## TEXTE À LIRE:
↓
B. Pédagogie particulière.
La seconde conférence d'Abba Moïse nous
éclaire sur la pédagogie du maître. Moïse cite Abba
Sérapion qui racontait l'anecdote suivante aux jeunes, pour leur servir
d'instruction.
Sérapion n'était qu'un enfant lorsqu'il habitait
avec son maître Abba Théon. Il se met à dérober du
pain après chaque repas pour le manger le soir en cachette de son ancien
à qui il n'ose pas l'avouer parce qu'il a honte. Un jour, alors qu'Abba
Théon reçoit certains frères dans sa cellule en vue de les
édifier, il se met à parler du vice de gourmandise et de la
tyrannie des pensées secrètes. La force de ce discours perce le
coeur de Sérapion qui se met à sangloter puis à avouer sa
faute en se prosternant aux pieds de son maître. Le vieillard ne le
blâme pas mais l'assure simplement que sa délivrance est accomplie
sans même qu'il ait dû dire une parole. L'aveu seul de la faute a
délivré le jeune du péché et la vertu de cet aveu
l'empêchera même de recommencer.
Cette anecdote que nous avons résumée est sans
doute destinée à l'édification des très jeunes
disciples. Sérapion étant un enfant, la pédagogie
employée par le maître diffère sans doute quelque peu de
celle que l'on emploierait pour guider un moine adulte. Moïse explique
à ses visiteurs l'importance de tout dévoiler à l'ancien.
Celui-ci ne peut, en effet, établir une relation de confiance avec le
novice, que si le jeune lui ouvre son coeur en avouant ses erreurs. Cassien
indique par ce texte, que la faute ne réside pas en
réalité dans le pain dérobé mais dans le fait
d'avoir caché son acte plusieurs jours à l'ancien.
Le but de la leçon donnée ici par le
maître est moral et donc basé sur la conversion du disciple
à la vérité. Aucune violence verbale, aucune semonce
sévère et encore moins des coups pour ramener le disciple sur le
droit chemin. Seuls sont en jeu le discours vrai et la patience : celle
d'attendre que le disciple soit mûr pour s'amender. (Coll. 2)
Abba Poemen recommandait aux Pères d'encourager les
jeunes, par crainte que les semonces ne les jettent dans le désespoir
95 . Nous observons que le maître préfère
généralement user de patience plutôt que de punir le
disciple. Mais tous les Pères ne semblaient pas pratiquer la même
pédagogie.
↑
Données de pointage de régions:
↓
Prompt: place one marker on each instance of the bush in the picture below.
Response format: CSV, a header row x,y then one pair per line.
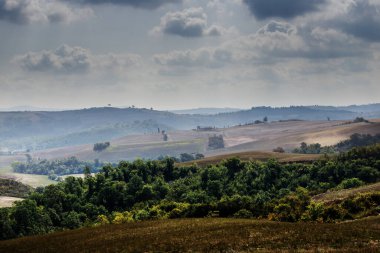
x,y
243,213
350,183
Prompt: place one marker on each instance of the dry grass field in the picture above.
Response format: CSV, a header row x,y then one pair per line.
x,y
260,137
333,196
247,142
208,235
255,155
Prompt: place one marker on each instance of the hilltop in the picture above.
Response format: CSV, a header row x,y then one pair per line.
x,y
38,130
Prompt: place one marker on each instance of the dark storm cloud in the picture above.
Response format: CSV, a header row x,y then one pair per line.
x,y
286,9
144,4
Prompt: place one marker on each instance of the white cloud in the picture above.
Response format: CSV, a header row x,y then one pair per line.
x,y
41,11
191,22
73,60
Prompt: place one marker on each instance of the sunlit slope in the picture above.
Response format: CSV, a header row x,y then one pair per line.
x,y
260,137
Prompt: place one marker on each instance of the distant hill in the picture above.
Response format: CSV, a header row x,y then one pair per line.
x,y
47,129
206,111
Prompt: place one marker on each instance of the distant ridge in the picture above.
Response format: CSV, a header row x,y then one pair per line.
x,y
48,129
206,111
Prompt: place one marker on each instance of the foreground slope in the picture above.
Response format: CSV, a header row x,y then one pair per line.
x,y
208,235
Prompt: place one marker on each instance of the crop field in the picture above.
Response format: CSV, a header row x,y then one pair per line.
x,y
28,179
255,155
208,235
6,201
260,137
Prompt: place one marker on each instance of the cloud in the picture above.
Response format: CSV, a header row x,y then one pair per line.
x,y
143,4
203,57
190,22
286,9
362,20
40,11
274,42
73,60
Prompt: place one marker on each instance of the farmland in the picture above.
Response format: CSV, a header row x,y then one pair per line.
x,y
208,235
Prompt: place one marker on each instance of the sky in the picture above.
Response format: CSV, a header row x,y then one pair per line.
x,y
176,54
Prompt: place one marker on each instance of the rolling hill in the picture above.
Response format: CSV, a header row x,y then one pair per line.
x,y
38,130
250,138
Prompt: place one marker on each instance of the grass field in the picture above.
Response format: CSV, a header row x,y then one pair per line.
x,y
208,235
28,179
255,155
260,137
334,196
6,201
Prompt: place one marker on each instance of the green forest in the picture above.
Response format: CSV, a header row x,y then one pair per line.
x,y
144,190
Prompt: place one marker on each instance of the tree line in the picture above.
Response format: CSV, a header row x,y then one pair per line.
x,y
142,190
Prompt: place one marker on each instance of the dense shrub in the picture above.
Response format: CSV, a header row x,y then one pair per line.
x,y
143,190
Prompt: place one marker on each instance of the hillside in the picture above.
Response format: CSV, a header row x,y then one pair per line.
x,y
12,188
338,195
254,155
260,137
208,235
42,129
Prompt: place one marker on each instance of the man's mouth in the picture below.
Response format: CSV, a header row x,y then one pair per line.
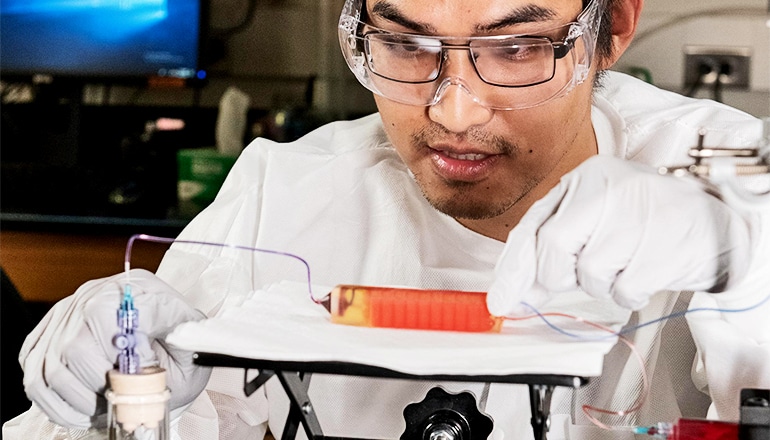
x,y
466,156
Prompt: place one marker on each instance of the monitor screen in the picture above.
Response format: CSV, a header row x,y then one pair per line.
x,y
107,39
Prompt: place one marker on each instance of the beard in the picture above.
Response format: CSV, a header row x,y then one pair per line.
x,y
468,200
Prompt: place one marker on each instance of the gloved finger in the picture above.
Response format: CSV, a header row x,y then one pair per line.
x,y
85,359
56,408
75,393
564,236
185,379
517,267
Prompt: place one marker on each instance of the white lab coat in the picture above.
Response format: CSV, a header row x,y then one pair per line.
x,y
341,198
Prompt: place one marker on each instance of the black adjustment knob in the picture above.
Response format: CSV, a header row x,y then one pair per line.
x,y
444,416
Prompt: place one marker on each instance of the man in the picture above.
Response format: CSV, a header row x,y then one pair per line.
x,y
488,167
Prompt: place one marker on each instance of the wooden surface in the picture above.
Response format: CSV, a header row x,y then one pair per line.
x,y
46,267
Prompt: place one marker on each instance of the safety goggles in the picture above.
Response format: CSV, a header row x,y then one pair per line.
x,y
512,71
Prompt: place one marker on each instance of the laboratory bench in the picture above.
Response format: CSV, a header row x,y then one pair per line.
x,y
47,257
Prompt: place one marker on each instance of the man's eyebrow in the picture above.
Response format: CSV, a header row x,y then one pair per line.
x,y
390,12
526,14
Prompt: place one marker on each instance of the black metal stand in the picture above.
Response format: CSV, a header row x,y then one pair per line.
x,y
295,379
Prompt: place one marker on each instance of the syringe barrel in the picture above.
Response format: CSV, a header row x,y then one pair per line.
x,y
393,307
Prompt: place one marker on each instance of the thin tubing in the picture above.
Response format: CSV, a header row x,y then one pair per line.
x,y
587,409
167,240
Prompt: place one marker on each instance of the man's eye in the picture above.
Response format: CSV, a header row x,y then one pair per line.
x,y
410,46
515,52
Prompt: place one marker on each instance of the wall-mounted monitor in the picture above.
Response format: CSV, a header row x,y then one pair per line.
x,y
102,40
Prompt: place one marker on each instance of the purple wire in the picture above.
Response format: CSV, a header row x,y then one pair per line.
x,y
168,240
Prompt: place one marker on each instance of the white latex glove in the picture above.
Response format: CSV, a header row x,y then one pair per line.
x,y
67,356
618,229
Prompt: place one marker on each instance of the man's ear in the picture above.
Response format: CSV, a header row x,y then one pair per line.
x,y
625,18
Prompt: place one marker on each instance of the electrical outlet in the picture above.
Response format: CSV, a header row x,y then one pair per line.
x,y
706,64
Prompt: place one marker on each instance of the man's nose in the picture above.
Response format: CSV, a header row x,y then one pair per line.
x,y
458,108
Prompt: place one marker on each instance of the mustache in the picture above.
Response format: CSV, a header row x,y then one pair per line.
x,y
472,136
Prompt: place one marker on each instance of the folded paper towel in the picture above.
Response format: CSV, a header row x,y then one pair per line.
x,y
281,323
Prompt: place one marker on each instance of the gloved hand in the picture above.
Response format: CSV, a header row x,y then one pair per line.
x,y
67,356
617,228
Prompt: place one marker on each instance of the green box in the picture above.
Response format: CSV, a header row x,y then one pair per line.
x,y
201,173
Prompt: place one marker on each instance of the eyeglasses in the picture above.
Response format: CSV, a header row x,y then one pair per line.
x,y
515,71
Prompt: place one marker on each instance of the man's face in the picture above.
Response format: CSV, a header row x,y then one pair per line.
x,y
484,167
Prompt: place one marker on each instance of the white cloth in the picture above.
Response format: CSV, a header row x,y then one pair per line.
x,y
341,198
282,323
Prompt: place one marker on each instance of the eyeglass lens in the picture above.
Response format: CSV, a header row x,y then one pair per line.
x,y
511,62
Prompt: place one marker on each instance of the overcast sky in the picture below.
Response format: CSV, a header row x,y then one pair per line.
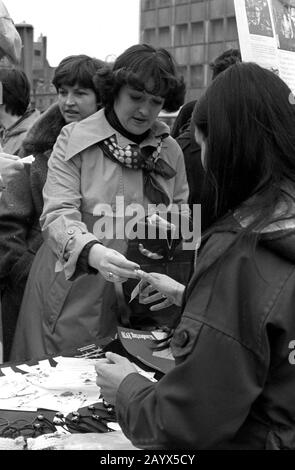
x,y
99,28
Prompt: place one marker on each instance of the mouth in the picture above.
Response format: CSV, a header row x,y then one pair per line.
x,y
140,121
71,113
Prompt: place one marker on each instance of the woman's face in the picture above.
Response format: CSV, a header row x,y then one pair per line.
x,y
137,110
76,102
201,140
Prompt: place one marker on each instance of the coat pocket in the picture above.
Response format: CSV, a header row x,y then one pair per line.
x,y
185,337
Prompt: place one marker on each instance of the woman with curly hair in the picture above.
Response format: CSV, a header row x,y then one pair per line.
x,y
120,151
232,386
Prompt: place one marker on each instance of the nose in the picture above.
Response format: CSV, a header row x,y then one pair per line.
x,y
144,109
70,99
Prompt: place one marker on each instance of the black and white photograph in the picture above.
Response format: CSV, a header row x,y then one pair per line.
x,y
284,15
258,16
147,230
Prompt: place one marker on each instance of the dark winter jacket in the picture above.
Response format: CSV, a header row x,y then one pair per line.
x,y
20,209
234,380
194,171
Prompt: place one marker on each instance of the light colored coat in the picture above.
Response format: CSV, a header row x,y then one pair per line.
x,y
57,313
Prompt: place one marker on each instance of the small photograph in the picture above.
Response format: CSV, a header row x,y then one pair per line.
x,y
258,16
285,25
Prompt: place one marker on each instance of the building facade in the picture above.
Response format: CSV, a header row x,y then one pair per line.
x,y
35,65
194,31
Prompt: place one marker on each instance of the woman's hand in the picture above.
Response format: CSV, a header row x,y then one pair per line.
x,y
113,266
9,166
110,373
166,288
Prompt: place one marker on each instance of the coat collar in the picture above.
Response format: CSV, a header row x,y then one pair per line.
x,y
96,128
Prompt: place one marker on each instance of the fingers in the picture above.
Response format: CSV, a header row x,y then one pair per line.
x,y
148,253
165,304
8,156
151,298
119,260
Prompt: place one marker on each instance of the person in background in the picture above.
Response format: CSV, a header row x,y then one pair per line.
x,y
10,165
16,117
122,150
234,376
189,146
22,202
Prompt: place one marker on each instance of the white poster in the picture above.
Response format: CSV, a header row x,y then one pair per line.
x,y
266,31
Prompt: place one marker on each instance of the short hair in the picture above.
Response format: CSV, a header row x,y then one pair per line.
x,y
225,60
77,69
248,120
134,68
16,91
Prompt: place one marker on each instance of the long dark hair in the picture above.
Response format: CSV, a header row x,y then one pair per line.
x,y
248,120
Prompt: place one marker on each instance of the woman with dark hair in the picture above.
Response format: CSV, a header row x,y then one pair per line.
x,y
234,376
22,201
119,155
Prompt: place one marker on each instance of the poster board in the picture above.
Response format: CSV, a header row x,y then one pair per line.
x,y
266,30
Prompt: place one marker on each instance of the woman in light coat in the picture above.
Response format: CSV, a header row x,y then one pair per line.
x,y
118,157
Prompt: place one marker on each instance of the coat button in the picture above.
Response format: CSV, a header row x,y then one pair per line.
x,y
182,338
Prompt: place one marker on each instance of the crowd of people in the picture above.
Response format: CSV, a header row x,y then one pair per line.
x,y
67,272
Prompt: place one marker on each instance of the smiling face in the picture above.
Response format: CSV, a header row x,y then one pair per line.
x,y
137,110
76,102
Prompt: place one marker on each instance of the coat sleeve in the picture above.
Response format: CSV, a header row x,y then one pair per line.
x,y
181,190
204,401
16,219
200,404
61,220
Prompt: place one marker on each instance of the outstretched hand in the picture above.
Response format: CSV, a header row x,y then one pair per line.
x,y
111,371
9,166
160,288
112,265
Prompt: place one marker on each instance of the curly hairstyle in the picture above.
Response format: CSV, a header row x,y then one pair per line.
x,y
16,91
138,66
77,69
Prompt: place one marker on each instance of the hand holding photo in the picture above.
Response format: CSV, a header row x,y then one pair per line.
x,y
28,160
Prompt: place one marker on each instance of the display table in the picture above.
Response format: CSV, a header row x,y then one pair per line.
x,y
92,426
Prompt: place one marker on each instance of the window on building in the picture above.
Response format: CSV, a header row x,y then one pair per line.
x,y
150,36
197,32
149,4
181,35
216,30
197,76
164,37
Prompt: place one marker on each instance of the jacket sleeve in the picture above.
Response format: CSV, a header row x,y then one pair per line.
x,y
16,218
61,219
206,398
181,190
200,404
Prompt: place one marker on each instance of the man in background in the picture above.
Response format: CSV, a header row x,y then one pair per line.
x,y
16,116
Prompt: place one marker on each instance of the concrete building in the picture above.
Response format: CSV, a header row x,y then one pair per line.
x,y
35,64
194,31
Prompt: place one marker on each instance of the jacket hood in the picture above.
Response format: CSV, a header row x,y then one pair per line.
↑
## À FAIRE:
(a) Répondez aux questions suivantes sur le texte consacré à la pédagogie du maître :
(i) Avec quel maître Sérapion habitait-il lorsqu'il était enfant ?
(ii) De quel vice Abba Théon parle-t-il aux frères reçus dans sa cellule ?
(iii) Que recommandait Abba Poemen aux Pères ?
(b) Donnez la suite du texte sur la pédagogie du maître, en commençant après sa dernière phrase.

## RÉPONSES PAR TÂCHE:
(a)
(i) Avec Abba Théon.
(ii) Du vice de gourmandise.
(iii) D'encourager les jeunes, par crainte que les semonces ne les jettent dans le désespoir.

(b)
Abba Jean, nous dit encore Cassien, s'était
retiré dans un monastère près de Panephysis où le
Père Abbé Paul gifla en public l'un des jeunes frères qui
s'était présenté en retard dans le service de table.
(Coll. 19)
Nous découvrons donc qu'il n'existait pas un type
unique de pédagogie au désert. De même, l'âge
importait peu. Un moine encore jeune pouvait être un maître, seules
comptaient l'ampleur de son expérience et la grandeur de son
âme.
La pédagogie du maître est progressive, comme
Germain l'explique dans la seconde conférence d'Abba Isaac.
« En tout art, en toute discipline, on n'atteint pas
d'un coup à la perfection ; mais les débuts sont
nécessairement très simples, on part de ce qu'il y a de plus
facile et de moins austère(...) Lorsqu'on a saisi les principes les plus
simples et, pour ainsi dire, franchi la porte de la profession que l'on
embrasse, c'est comme nécessairement et sans peine que l'on en vient
à pénétrer ses secrets et que l'on atteint à sa
perfection. Comment, en effet, l'enfant prononcera-t-il les simples syllabes
s'il n'a d'abord bien appris à connaître les lettres ? »
(Coll. 10)
La leçon délivrée par Cassien est qu'il
ne faut pas brûler les étapes mais accepter de patienter dans les
différentes phases successives traversées pendant la formation
érémitique. Cet avertissement était sans doute
destiné aux jeunes trop zélés qui voulaient être
arrivés avant d'être partis !
Il appert à travers ces écrits que le maître
se livre rarement à des leçons de morale. Il remet juste sur la
voie et s'abstient avant tout de juger son disciple.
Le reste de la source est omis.